[Saved entries]
**********
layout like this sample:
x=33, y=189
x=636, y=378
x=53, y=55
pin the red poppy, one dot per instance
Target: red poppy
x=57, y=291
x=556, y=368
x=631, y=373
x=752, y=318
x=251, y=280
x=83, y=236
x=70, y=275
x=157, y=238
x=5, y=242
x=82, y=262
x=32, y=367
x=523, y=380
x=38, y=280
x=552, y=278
**********
[Exercise] Set down the lines above exactly as written. Begin at the line containing "x=636, y=378" and stop after the last line.

[Task result]
x=636, y=378
x=53, y=55
pin the red poppy, one dot per instance
Target: red poppy
x=57, y=291
x=556, y=368
x=631, y=373
x=752, y=318
x=251, y=280
x=83, y=236
x=70, y=275
x=157, y=238
x=5, y=242
x=82, y=262
x=32, y=367
x=523, y=380
x=38, y=280
x=552, y=278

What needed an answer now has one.